Selected excerpt →
+ + + +
My Next Bad Guy: Al Kitchen

I will admit that I am fond of the bad characters I create. Actually, I see them as flawed people who do reckless and sometimes hurtful things, and because of that they become major players in my books. That’s the case for Al Kitchen, one of the protagonists in my next book, The Sacred Dog, which is out Dec. 27.

The Sacred Dog takes place in my favorite go-to setting, that is, the hill towns of Western Massachusetts, where I’ve lived a good portion of my life, twice. It’s a thriller centered on bad blood between two men, Al Kitchen and Frank Hooker. Frank owns The Sacred Dog, the only bar in this dinky town that caters to the locals. Frank blames Al for the death of his brother, Wes. Al was in the crash that killed his best buddy, but not at the wheel — a fact Frank won’t accept. Let me say nothing good is going to come from this feud.

Al didn’t have it easy growing up. He lost both parents when he was young and was brought up by his grandparents. Pops was a drunk and an abuser. The one good thing he did for Al was to teach him how to hit a baseball, but even that didn’t work out for him. His grandmother, who he calls Ma, is Al’s ally. When Pops got violent, she would give Al a look that would send him hiding in one of the junked cars his grandfather had stashed in their backyard. 

Other than his grandmother, the only person who meant anything to Al was Wes. If there was trouble in town, the two of them were in it together. Now Al goes it alone.

Al’s not welcome at The Dog, as the locals call it, but after his grandmother interceded, he gets to have two beers. Frank figures it’s better to keep his eye on somebody he doesn’t trust or like. Al, of course, resents it. 

The resentment builds, especially after the arrival of Frank’s ex-wife. There’s a dark secret between Al and Verona that has the potential to create a larger and perhaps a violent rift between the two men.

Is the character of Al Kitchen based on anyone real? No. Like all of the others, he came from somewhere in my brain. That’s true of the other so-called bad guys. Sometimes I let them redeem themselves like the Beaumont brothers in my Isabel Long Mystery Series. Other times I let them just go to hell. I’ll let you decide about Al Kitchen.

Here’s an excerpt from the book. In this scene, Al sits with a bottle of booze in the grandstand of a country fair to watch a truck pull. At this event, drivers try to see how much weight their trucks can pull.
+ + + +
Stored data →
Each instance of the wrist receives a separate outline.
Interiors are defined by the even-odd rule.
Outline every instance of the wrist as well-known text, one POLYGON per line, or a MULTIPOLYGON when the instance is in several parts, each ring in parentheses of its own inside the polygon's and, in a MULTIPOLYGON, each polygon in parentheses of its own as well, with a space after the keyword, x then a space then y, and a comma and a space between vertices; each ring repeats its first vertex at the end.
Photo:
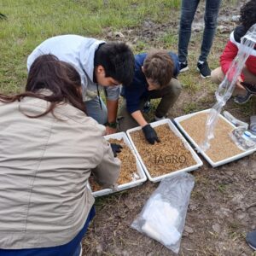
+ + + +
Problem →
Pick up the blog post about Al Kitchen after its final sentence and write the next part. The listing comes from a separate source.

Result below →
The truck getting ready to roll was called Road Hog, the words stenciled in black on its red paint. The names of the guy’s sponsors were printed all over the vehicle. The face of a monstrous, angry pig was painted on its hood. The announcer, a woman with a smooth, round voice, called the driver’s name over the public address system, and he revved its engine in response, sending a fresh sample of exhaust through the stands. The grandstand’s metal roof above his head amplified the sound, overwhelming every other at the fair and cutting through Al’s ears like a chainsaw. He squeezed the bottle of Jim Beam between his legs as he covered his ears.

Al thought Road Hog looked promising, but it only dragged the sled a couple of yards before it conked out and smoke poured from beneath the hood. Road Hog’s fans gave up a collective moan in the rows below Al, and a sweet, young thing in tight, black jeans stood up while biting her red, painted nails. A couple of guys ran to the truck, but they were helpless to fix the engine’s problem, so they waved for a tow.

The woman’s voice came over the P.A. system. “Sorry, Lou. Looks like that’s all for tonight.”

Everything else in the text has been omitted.